Provided entries Start Marker

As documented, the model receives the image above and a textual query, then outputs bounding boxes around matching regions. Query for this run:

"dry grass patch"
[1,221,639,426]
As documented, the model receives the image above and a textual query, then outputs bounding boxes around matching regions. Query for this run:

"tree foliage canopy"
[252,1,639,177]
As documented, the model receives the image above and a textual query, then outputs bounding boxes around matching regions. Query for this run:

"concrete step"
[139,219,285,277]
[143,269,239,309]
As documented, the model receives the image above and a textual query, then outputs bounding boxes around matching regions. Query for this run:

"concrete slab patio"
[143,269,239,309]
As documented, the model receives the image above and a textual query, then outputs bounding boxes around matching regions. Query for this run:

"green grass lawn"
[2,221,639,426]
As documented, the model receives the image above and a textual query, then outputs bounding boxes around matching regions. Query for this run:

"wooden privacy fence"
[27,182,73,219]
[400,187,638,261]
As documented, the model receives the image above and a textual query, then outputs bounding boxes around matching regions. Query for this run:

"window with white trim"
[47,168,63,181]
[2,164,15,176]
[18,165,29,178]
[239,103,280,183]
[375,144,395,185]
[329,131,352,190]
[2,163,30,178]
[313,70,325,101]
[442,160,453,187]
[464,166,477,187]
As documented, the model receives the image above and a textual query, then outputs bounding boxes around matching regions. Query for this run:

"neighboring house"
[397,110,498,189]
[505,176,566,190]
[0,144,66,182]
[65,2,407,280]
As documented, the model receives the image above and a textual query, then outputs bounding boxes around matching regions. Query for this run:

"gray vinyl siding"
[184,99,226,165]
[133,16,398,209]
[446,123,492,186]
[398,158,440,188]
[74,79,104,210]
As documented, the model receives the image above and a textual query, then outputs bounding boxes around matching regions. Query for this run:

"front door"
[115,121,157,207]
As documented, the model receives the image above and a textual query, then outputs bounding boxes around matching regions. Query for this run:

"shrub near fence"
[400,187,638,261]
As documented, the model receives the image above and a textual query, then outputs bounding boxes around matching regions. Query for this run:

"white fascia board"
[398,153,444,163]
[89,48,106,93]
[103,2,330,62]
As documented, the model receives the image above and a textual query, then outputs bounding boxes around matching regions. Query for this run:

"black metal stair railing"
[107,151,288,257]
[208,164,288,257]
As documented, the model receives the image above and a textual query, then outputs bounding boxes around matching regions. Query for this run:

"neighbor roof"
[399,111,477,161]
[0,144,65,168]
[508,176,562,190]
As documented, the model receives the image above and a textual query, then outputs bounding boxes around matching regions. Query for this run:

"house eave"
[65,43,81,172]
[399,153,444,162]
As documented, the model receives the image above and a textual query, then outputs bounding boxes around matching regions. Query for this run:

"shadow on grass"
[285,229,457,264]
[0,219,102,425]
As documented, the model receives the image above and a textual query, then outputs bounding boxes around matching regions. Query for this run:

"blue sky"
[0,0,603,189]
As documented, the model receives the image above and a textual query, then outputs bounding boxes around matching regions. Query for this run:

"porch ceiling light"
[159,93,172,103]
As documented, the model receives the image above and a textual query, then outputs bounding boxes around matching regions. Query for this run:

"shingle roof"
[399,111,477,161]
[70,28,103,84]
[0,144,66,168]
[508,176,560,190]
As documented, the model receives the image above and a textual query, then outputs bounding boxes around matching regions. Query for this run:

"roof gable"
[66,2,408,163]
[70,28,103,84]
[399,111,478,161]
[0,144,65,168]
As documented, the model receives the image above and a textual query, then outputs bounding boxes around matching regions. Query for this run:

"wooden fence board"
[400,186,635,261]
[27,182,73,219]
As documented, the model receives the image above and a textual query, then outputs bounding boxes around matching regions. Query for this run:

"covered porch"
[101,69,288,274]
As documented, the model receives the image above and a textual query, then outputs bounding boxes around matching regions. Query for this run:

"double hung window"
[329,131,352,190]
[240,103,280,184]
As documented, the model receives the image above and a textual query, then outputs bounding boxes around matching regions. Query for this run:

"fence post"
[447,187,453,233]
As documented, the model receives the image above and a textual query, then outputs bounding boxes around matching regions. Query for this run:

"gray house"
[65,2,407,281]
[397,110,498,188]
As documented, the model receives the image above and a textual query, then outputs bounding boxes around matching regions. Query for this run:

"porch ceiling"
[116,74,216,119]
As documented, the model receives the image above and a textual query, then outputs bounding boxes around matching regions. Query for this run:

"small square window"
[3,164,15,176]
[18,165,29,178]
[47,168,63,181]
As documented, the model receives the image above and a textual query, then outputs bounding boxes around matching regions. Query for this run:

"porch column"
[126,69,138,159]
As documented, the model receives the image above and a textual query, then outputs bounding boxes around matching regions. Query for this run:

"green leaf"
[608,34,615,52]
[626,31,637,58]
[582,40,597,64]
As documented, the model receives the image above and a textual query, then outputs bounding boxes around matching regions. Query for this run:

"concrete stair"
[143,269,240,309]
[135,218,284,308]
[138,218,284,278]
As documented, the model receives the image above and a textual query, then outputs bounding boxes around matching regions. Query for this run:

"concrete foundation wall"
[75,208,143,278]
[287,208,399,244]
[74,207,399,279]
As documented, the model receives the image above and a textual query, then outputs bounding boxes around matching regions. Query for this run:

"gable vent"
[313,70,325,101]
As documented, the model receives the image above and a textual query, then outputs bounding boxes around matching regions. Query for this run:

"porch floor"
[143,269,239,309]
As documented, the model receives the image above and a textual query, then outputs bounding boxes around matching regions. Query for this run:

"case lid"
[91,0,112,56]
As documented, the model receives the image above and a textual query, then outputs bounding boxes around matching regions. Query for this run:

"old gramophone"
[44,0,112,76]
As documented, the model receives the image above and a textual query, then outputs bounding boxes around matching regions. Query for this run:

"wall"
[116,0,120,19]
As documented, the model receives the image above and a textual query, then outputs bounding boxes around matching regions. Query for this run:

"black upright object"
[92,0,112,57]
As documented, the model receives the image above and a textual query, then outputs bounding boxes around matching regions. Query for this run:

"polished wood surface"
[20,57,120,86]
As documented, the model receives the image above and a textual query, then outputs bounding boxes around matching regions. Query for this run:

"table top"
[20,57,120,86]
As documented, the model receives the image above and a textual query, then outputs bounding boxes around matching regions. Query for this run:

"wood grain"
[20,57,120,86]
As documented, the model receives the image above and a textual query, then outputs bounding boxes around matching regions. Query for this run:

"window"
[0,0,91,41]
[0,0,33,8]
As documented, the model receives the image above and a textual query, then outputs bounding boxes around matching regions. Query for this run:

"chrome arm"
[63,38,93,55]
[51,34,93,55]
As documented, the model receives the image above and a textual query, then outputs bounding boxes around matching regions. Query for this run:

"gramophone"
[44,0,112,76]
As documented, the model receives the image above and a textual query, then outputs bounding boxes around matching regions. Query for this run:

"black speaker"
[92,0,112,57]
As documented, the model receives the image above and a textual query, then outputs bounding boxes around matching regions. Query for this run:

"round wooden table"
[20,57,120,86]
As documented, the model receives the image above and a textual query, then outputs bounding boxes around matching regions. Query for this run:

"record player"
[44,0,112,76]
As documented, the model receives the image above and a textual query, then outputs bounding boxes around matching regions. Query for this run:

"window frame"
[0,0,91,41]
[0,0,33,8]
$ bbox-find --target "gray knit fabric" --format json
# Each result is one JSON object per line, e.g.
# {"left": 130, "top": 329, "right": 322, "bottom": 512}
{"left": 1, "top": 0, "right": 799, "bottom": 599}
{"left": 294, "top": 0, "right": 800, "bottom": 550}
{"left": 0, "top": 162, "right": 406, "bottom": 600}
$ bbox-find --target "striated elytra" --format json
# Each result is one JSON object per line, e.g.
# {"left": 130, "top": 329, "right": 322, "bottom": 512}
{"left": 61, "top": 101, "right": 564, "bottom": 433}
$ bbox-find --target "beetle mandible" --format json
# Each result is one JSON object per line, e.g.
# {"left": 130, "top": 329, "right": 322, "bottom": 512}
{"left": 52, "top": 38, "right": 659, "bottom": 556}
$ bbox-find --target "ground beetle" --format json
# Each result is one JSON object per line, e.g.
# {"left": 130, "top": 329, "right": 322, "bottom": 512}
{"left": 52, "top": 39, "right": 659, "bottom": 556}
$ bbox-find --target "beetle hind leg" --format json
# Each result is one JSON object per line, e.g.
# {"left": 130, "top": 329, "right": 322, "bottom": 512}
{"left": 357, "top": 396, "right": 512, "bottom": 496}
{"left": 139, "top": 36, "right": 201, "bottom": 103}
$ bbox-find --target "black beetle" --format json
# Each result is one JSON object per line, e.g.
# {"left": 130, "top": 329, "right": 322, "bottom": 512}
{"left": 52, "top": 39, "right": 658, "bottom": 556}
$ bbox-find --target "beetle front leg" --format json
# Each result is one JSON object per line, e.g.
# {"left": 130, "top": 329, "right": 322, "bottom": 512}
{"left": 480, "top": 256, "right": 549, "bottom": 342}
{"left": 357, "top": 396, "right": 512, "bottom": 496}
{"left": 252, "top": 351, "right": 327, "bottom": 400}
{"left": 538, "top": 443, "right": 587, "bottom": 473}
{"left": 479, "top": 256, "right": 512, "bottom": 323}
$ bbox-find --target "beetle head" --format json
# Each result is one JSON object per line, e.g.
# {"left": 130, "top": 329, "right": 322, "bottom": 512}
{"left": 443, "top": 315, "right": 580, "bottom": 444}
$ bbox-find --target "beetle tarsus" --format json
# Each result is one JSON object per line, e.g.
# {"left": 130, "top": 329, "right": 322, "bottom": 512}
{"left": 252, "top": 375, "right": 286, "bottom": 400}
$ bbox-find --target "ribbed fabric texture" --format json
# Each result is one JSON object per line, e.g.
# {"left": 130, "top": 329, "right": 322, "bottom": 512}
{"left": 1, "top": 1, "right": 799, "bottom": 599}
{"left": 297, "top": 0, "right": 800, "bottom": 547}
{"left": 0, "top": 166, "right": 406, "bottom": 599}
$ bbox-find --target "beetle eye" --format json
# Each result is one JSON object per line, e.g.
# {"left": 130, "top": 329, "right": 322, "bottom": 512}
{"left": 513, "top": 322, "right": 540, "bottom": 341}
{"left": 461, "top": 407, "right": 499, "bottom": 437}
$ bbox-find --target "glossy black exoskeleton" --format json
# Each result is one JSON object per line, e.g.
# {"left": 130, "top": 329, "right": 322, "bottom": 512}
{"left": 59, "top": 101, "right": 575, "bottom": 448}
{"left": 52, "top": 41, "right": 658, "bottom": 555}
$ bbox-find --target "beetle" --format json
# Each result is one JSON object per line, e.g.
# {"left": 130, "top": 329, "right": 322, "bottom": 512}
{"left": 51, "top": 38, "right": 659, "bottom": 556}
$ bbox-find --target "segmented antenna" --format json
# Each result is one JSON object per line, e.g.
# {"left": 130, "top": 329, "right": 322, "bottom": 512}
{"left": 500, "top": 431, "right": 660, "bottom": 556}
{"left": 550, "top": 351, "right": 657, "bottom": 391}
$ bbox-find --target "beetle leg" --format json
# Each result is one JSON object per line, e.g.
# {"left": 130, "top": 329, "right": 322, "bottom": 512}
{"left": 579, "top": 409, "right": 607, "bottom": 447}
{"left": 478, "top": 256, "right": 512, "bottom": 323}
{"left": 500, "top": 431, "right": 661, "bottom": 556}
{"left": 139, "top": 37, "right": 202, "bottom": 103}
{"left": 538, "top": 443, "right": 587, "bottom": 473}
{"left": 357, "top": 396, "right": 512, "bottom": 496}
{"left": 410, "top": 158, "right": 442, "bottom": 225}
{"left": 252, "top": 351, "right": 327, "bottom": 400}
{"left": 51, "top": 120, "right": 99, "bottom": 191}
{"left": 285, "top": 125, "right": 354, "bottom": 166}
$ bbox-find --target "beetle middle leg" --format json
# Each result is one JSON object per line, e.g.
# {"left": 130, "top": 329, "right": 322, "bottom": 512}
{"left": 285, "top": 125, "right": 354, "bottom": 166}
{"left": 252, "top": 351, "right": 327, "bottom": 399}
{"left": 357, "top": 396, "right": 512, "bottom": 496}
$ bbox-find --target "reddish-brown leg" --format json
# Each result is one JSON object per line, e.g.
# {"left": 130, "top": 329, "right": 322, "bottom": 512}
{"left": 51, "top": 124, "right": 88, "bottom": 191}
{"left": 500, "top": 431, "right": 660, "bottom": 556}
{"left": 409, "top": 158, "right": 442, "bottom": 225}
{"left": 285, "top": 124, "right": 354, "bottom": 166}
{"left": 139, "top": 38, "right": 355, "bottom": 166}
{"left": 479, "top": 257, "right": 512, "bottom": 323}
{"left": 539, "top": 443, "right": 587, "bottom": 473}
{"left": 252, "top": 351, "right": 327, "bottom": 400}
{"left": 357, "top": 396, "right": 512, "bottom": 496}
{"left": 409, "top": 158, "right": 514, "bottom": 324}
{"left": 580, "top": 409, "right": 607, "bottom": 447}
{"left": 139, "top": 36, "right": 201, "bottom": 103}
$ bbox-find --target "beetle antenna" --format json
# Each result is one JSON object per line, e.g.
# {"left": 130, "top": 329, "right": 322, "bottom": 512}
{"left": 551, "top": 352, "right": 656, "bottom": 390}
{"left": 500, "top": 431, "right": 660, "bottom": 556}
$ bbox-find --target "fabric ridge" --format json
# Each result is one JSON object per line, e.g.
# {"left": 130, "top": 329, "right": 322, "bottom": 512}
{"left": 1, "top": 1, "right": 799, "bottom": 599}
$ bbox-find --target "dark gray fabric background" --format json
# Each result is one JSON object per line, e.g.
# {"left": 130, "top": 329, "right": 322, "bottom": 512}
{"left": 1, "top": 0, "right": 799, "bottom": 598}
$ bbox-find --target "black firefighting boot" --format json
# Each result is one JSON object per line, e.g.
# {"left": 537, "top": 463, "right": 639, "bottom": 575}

Provided entries End Marker

## Requirement
Copy out every line of the data where the word "fabric" occurs.

## Reply
$ bbox-find --target "gray knit fabric" --format json
$ bbox-find --target "ribbed fabric texture" --format json
$ bbox-find --target "fabric ridge" --format json
$ bbox-find --target "dark gray fabric background" --format json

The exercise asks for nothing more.